Task set:
• 1. According to the judgment summary, what amount was counted in court for the currency notes that had been sealed as Rs. 46,000/-?
• 2. Decide whether each statement agrees with the judgment summary. Answer yes or no, and quote the words that decide it.
(a) The Supreme Court dismissed Ladu Lal's SLP in limine.
(b) The 2,749-day delay in Pooranmal's appeal was not condoned.
(c) The nodal officers' oral evidence could take the place of the Section 65-B certificate.
• 3. Using the judgment summary, explain why the Court treated the FSL report on the blood-stained shirt as worthless.

Selection:
::::::::
← All recent judgments
Supreme Court of India10 March 20262026 INSC 217

Pooranmal v. State of Rajasthan

Bench of 3 · Justice Vikram Nath, Justice Sandeep Mehta, Justice N.V. Anjaria

Why it matters

Listen

Defence counsel in murder trials relying on electronic evidence and FSL reports should immediately scrutinise (a) whether the Section 65-B/BSA Section 63 certificate has been formally proved — its absence renders call records wholly inadmissible regardless of nodal officer testimony — and (b) whether the prosecution has established an unbroken chain of custody for muddamal articles; any discrepancy in malkhana records can be used to neutralise FSL reports entirely.

Summary

Pooranmal was convicted by the Additional Sessions Judge, Bhilwara, along with co-accused Ladu Lal for the murder of Ladu Lal's wife, Smt. Aruna, under Sections 302/34 and 201 IPC, and sentenced to life imprisonment. The High Court of Rajasthan at Jodhpur affirmed the conviction. Ladu Lal's SLP was dismissed in limine by the Supreme Court. Pooranmal, unable to appeal earlier owing to poverty and lack of legal access, filed the present Criminal Appeal (No. 1266 of 2026) through legal aid — a delay of 2,749 days, which was condoned. The prosecution's case against Pooranmal rested entirely on three circumstantial strands: call detail records showing frequent contact with Ladu Lal around the time of the incident; recovery of a blood-stained shirt (FSL-confirmed blood group O, matching the deceased); and recovery of Rs. 46,000/- in currency notes allegedly paid as consideration for the murder.

Allowed. The Supreme Court set aside the conviction on all three limbs. First, the currency note recovery was held doubtful — the amount sealed as Rs. 46,000/- was counted in court as Rs. 46,145/-, and in any event mere possession of currency notes, without cogent evidence of a nexus to the crime, cannot constitute an incriminating circumstance. Second, the blood-stained shirt recovery was found unreliable: it was improbable that a free man would meticulously conceal rather than destroy or wash the shirt; and critically, the chain of custody was broken — the malkhana register (Ex. D-3) showed the muddamal articles were sent out on 12th March 2010, yet PW.19 and PW.16 gave contradictory accounts, with PW.16 denying any movement before 18th March 2010. Relying on Karandeep Sharma alias Razia alias Raju v. State of Uttarakhand [2025 SCC OnLine SC 773] and Allarakha Habib Memon v. State of Gujarat [(2024) 9 SCC 546], the Court held that a broken chain of custody renders the FSL report worthless, and that a matching blood group on a recovered article is not, by itself, sufficient to link the accused to the crime. Third, the call detail records were inadmissible: the mandatory certificate under Section 65-B of the Evidence Act [Section 63 of the BSA] was never proved, and oral evidence of the nodal officers (PW.23 and PW.24) cannot substitute for it — reaffirming Anvar P.V. v. P.K. Basheer [(2014) 10 SCC 473] and Arjun Panditrao Khotkar v. Kailash Kushanrao Gorantyal [(2020) 7 SCC 1].
::::::::
Dataset content:
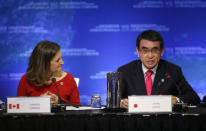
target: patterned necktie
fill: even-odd
[[[147,95],[150,96],[151,95],[151,92],[152,92],[152,78],[151,78],[151,75],[152,75],[153,71],[151,70],[148,70],[146,72],[146,89],[147,89]]]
::::::::
Solutions to each task:
• 1. Rs. 46,145/-

• 2.
(a) Yes: "Ladu Lal's SLP was dismissed in limine by the Supreme Court."
(b) No: "a delay of 2,749 days, which was condoned."
(c) No: "oral evidence of the nodal officers (PW.23 and PW.24) cannot substitute for it"

• 3. The chain of custody was broken. The malkhana register (Ex. D-3) showed that the muddamal articles were sent out on 12th March 2010. However, PW.19 and PW.16 gave contradictory accounts, and PW.16 denied any movement before 18th March 2010. The Court held that a broken chain of custody renders the FSL report worthless.